## EXERCISE
Write down every entry below once more, exactly.
_____
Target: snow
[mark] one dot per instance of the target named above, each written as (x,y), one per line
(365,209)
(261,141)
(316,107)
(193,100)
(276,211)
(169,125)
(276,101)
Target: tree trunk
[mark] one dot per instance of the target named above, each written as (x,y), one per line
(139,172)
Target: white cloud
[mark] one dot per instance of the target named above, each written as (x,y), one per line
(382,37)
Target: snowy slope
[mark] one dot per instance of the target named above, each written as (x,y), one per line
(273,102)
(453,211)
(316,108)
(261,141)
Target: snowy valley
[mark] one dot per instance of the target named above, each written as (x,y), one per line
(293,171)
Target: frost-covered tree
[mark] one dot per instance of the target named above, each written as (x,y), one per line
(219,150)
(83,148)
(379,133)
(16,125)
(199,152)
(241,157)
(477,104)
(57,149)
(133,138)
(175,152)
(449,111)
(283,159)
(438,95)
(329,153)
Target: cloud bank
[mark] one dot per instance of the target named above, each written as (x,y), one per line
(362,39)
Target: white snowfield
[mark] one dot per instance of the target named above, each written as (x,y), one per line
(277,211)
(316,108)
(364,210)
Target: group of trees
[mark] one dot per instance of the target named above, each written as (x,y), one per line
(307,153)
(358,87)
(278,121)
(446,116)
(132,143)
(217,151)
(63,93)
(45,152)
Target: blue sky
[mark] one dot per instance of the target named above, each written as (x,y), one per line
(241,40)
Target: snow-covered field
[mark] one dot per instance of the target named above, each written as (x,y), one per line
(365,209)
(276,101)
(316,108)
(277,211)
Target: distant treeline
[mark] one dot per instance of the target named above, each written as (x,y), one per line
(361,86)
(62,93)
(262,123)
_____
## FINISHED TASK
Target: snow
[mark] one dot per instance of the target named above, each written as (x,y), one per line
(365,209)
(261,141)
(316,107)
(193,100)
(276,211)
(169,125)
(276,101)
Target: tree trunk
[mark] one dot per instance of the target named above, each written as (x,y), one per line
(139,172)
Target: white cloud
[mark] one dot per instance of the target named above, each written as (x,y), one per line
(382,37)
Target: snowy slope
[mark] one dot per instance of the target named above, each written as (x,y), one per line
(273,102)
(453,211)
(316,108)
(261,141)
Target: snowy valley
[mark] one dot per instance of the target named above, each written as (x,y), one per line
(293,171)
Target: frost-covered tree
[mark] one dot per instance of the target named above, each written as (x,y), one per line
(219,150)
(83,148)
(379,133)
(16,125)
(199,152)
(241,157)
(477,104)
(57,149)
(133,138)
(175,152)
(449,111)
(283,159)
(438,95)
(329,153)
Target: cloud bank
[mark] one dot per instance of the target named above, each written as (x,y), one per line
(362,39)
Target: white snowfield
[mark] one dot per instance of the target named above, each written as (x,y), one per line
(277,211)
(316,108)
(364,210)
Target: group of trees
[mark] one dot per instance of the target named above, each written as (x,y), one per line
(307,153)
(358,87)
(278,121)
(446,116)
(132,143)
(217,151)
(63,93)
(45,152)
Target: blue sky
[mark] one dot per instance of the target named above, each written as (x,y), one per line
(241,40)
Target: snow-covered field
[mark] one dot per instance of the target named above, each written as (x,y), one per line
(365,209)
(276,101)
(316,108)
(277,211)
Target: distant treeline
[mark] one dot per instance of the target named above, each written as (x,y), one per line
(361,86)
(62,93)
(262,123)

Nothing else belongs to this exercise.